**Passage provided:**
________________________

Hopper continued to refine his composition with greater detail in the next sketch (fig. 20). In it he removed the stairs and placed three people on the left, two ambiguous figures seated next to a standing man who faces the figure in the chair next to him. A curtain was added to the rear doorway, and architectural elements that would eventually become columns were placed on the reception desk. The floor stripe was added, and there is a hint of a beamed ceiling, along with a second painting on the side wall. The next sketch is double-sided. One side provides a rough diagram of the room, which Hopper appears to have abandoned (fig. 21). On its reverse, however, additional elements were added in a broadly executed sketch (fig. 22). The revolving door was given shape and dimension, and the artist returned to a single painting on the wall, which in this version is adorned with an elaborate frame. Architectural columns and features were added to the reception desk, and the diagonal stripe on the floor was darkened to enhance its connection to the revolving door and reception desk. The stripe serves not only to divide the composition, but also refers to the path a visitor takes after entering the hotel. Although Hopper seems to have arrived at his preferred concept by this point in his sketching, he still continued to alter and modify. In his next drawing (fig. 23), the second seated figure on the left is omitted; the remaining three, now detailed, figures are placed in their final positions, as is the elevator. The last sketch (fig. 24) completes the design of the space. Although Hopper had eliminated the figure next to the couple in his previous sketch, he brought her back into the final drawing. Hopper also expressed in greater detail the architecture: the ceiling, desk, revolving door, curtained doorway, and elevator. In all these renderings, Hopper's standing male figure appears to be conversing with the seated woman. The sketches indicate he wanted the two figures to be viewed as a couple rather than strangers passing through the lobby. The finished composition suggests a more ambiguous relationship because of the lack of communication, but the woman's gaze in the man's direction alludes to the artist's original concept.

________________________

**Entries:**
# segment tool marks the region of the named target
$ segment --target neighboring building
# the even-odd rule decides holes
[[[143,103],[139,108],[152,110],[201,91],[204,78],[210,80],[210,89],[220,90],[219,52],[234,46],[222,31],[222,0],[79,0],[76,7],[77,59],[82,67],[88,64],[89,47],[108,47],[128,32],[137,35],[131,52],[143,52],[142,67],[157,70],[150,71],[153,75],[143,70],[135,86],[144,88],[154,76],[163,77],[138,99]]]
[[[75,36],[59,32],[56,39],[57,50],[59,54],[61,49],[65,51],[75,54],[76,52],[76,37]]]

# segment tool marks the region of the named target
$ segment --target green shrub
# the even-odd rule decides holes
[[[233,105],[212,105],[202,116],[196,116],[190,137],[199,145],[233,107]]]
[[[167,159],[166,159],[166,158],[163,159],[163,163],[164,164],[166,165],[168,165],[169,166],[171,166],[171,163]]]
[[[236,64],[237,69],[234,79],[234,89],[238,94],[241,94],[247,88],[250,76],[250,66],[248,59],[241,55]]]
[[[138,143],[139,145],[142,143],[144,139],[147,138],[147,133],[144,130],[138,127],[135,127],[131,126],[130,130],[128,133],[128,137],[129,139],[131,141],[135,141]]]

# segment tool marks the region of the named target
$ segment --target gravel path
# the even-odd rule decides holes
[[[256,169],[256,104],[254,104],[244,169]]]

________________________

**Exercise brief:** From the passage on Hopper's sketches, list the architectural features that Hopper rendered in greater detail in the last sketch (fig. 24).

**Problem solution:**
- Ceiling
- Desk
- Revolving door
- Curtained doorway
- Elevator